Dataset extract:
————

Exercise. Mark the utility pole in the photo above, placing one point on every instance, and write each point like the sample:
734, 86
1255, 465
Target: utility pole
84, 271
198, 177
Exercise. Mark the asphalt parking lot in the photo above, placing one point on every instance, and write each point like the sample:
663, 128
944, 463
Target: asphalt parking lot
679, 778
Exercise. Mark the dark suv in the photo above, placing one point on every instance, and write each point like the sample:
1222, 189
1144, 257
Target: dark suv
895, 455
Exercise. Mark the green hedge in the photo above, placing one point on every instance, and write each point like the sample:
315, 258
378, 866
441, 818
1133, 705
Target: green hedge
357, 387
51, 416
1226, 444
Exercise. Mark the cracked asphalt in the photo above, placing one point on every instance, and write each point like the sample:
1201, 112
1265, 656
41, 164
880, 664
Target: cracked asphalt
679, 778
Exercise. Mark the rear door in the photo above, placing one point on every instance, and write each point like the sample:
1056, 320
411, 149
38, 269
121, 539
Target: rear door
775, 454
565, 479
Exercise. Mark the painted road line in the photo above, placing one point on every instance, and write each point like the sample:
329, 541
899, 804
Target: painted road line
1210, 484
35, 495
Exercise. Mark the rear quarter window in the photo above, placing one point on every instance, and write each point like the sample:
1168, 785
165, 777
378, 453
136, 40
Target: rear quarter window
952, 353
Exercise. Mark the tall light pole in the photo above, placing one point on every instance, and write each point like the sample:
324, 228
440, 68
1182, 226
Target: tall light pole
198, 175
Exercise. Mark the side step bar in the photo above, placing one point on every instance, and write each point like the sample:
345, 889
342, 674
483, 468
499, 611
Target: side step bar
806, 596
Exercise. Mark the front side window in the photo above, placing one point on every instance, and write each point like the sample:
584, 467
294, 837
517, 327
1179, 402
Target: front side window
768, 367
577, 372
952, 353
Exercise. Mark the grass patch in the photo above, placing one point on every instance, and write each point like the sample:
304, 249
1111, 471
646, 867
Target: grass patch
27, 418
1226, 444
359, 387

————

Aim: Please render every line of the material above as a JSON list of strings, one string per line, leaving out blank lines.

Result of the task:
[
  "Exercise. Mark the utility pole in the photo above, placing one point on every instance, and write each point like the sample:",
  "734, 86",
  "1255, 465",
  "Target: utility pole",
  "84, 271",
  "198, 177",
  "Exercise. Mark the asphalt parking lot in the photo above, placing one point on every instance, and write each point like the sample:",
  "663, 128",
  "944, 463",
  "Target: asphalt parking lot",
  "679, 778",
  "Exercise. Mark the dark suv in the photo above, placing one point on every instance, and write each point like the sample:",
  "1222, 189",
  "1144, 257",
  "Target: dark suv",
  "895, 455",
  "Exercise. Mark the green hedge in the photo above, placing one point on every instance, and write each point like the sample:",
  "315, 258",
  "378, 866",
  "441, 818",
  "1133, 705",
  "Target: green hedge",
  "357, 387",
  "51, 416",
  "1226, 444",
  "Exercise. Mark the cracked asphalt in the photo above, placing one point on every instance, and write each point like the sample:",
  "1201, 112",
  "1265, 656",
  "41, 164",
  "880, 664",
  "Target: cracked asphalt",
  "679, 778",
  "Exercise. Mark the rear door in the photo above, placing one point on every instance, and write each point like the sample:",
  "1056, 320",
  "411, 149",
  "38, 269",
  "121, 539",
  "Target: rear door",
  "775, 454",
  "565, 479",
  "Exercise. Mark the painted road line in the photo above, placing one point on every instance, and write each point like the sample:",
  "329, 541",
  "899, 804",
  "Target: painted road line",
  "1210, 484",
  "35, 495",
  "Exercise. Mark the rear quarter window in the photo above, placing one point on every instance, and write each point like the sample:",
  "1168, 785",
  "165, 777",
  "378, 453",
  "136, 40",
  "Target: rear quarter window",
  "952, 353",
  "Exercise. Mark the tall light pole in the photo above, placing one point on every instance, and write each point like the sample:",
  "324, 228",
  "440, 68",
  "1182, 226",
  "Target: tall light pole",
  "198, 175",
  "Exercise. Mark the side step bar in the photo above, placing one point on every instance, and write each point like the sample:",
  "345, 889",
  "342, 674",
  "483, 468",
  "499, 611",
  "Target: side step bar",
  "806, 596",
  "Exercise. Mark the front side window in the photo above, placing one point on every instance, and write each point like the sample:",
  "584, 467",
  "294, 837",
  "517, 327",
  "1179, 402",
  "Target: front side window",
  "768, 367",
  "577, 372",
  "952, 353",
  "Exercise. Mark the grass patch in the photo above, placing one point on every instance, and write each point like the sample:",
  "304, 249",
  "1111, 471",
  "646, 867",
  "Target: grass patch",
  "27, 418",
  "1226, 444",
  "359, 387"
]